Twenty-one patients with NEN and at least 3 LM ≤ 4 cm in diameter underwent ultrasonography-guided LA. Up to seven LM were ablated in a single session; if the number of LM exceeded seven, the remaining LM were ablated in further LA sessions with a time interval of 3–4 weeks. LA was performed according to the multifiber technique. The patients underwent contrast-enhanced CT 1 month after LA, and were subsequently monitored every 3 months for the first 2 years and then every 6 months.
In total, 189 LM were treated in 21 patients (mean 9 ± 8.2, median 6) in 41 LA sessions (range 1–5). The diameter of LM ranged from 5 to 35 mm (median 19 mm, mean 17.9 ± 6.4 mm). One grade 4 complication occurred (0.53%): a bowel perforation managed by surgery. Technical efficacy was 100%, primary efficacy rate 94.7%, and secondary efficacy rate 100%. Complete relief of hormone-related symptoms was obtained in all the 13 symptomatic patients. Median follow-up was 39 months (range 12–99). 1-, 2-, 3-, and 5-year survival rates were 95%, 86%, 66%, and 40%, respectively. Overall survival resulted higher for patients with Ki-67 expression ≤ 7% than for those with Ki-67 > 7% (p = 0.0347).
LA is a promising and safe technique to treat LM from NEN. A longer follow-up should provide definitive information on the long-term efficacy of this liver-directed therapy.

- LISTED ENTRIES -
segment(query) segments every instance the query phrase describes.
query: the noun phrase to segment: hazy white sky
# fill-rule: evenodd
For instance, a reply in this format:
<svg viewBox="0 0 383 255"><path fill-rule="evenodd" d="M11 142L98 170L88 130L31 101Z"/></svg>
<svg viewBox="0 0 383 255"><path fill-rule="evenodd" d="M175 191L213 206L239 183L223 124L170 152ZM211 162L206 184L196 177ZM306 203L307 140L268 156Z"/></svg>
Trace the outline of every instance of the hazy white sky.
==
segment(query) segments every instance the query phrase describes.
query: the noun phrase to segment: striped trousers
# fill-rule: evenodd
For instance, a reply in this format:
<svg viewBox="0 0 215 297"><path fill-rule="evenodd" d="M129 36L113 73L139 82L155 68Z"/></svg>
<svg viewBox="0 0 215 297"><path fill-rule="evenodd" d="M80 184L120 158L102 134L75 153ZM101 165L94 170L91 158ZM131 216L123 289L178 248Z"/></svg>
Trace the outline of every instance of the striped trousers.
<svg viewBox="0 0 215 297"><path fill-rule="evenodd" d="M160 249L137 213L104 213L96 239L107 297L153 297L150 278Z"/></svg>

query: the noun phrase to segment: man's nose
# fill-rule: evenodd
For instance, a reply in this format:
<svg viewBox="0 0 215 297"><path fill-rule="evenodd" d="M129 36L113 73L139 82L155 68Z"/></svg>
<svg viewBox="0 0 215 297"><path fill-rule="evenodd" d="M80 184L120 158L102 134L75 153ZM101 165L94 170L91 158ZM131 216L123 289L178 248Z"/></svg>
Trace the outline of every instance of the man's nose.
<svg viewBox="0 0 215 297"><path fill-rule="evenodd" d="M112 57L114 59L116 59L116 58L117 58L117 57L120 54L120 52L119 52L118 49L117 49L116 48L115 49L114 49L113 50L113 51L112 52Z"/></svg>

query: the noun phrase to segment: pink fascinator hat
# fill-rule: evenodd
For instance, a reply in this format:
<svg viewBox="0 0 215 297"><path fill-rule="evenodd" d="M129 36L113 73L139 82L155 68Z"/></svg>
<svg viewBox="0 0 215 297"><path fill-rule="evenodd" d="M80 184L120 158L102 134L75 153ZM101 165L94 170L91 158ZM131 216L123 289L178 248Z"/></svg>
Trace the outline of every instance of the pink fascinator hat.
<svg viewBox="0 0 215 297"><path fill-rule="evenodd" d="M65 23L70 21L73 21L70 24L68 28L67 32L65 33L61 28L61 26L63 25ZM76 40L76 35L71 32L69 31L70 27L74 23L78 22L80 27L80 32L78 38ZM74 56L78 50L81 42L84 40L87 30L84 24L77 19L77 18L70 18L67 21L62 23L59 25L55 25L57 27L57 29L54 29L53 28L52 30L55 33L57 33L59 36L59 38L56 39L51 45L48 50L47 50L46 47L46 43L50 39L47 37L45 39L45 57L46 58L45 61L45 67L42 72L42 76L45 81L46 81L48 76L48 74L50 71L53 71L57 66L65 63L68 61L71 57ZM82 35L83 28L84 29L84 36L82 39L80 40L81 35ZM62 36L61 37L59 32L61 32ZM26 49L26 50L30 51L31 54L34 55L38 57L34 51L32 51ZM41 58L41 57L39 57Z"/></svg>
--
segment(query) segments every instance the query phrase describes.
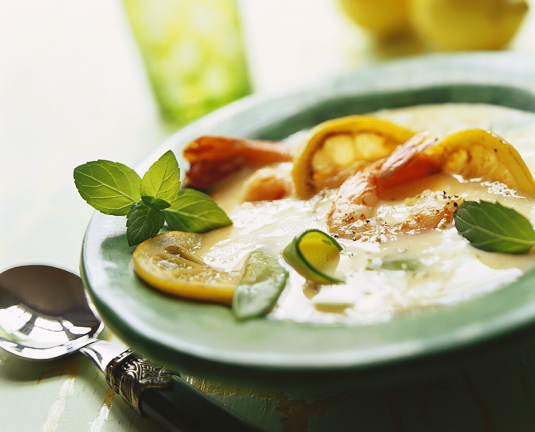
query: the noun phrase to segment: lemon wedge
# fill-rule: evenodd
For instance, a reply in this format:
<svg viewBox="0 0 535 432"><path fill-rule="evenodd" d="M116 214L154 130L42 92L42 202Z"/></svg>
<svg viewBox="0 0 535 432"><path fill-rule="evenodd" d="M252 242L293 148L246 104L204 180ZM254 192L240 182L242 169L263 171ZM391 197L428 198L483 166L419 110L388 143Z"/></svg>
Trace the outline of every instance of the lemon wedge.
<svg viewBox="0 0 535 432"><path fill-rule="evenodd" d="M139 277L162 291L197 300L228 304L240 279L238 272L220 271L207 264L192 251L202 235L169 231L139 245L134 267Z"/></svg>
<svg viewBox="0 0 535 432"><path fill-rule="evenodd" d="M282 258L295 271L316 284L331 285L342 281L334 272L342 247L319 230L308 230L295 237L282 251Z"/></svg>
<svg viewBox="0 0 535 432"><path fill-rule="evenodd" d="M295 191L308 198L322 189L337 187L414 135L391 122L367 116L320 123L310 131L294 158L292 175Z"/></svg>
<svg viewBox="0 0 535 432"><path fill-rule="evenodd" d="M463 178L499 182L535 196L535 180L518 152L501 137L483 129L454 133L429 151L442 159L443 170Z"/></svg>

- TASK REQUIREMENTS -
1/ What was the median follow-up reported in the ablation study text?
2/ Summarize the ablation study text in two sentences.
3/ Reproduce everything in the ablation study text from "LA is a promising" down to "this liver-directed therapy.", word for word.
Use only the ablation study text to respond, not the data.

- RESULTS IN ORDER -
1/ 39 months (range 12–99).

2/ Twenty-one patients with NEN and at least 3 LM no larger than 4 cm underwent ultrasonography-guided LA, with 189 LM treated over 41 sessions and one grade 4 complication, a bowel perforation managed by surgery. Technical efficacy was 100%, all 13 symptomatic patients had complete relief of hormone-related symptoms, and LA is called a promising and safe technique whose long-term efficacy requires longer follow-up.

3/
LA is a promising and safe technique to treat LM from NEN. A longer follow-up should provide definitive information on the long-term efficacy of this liver-directed therapy.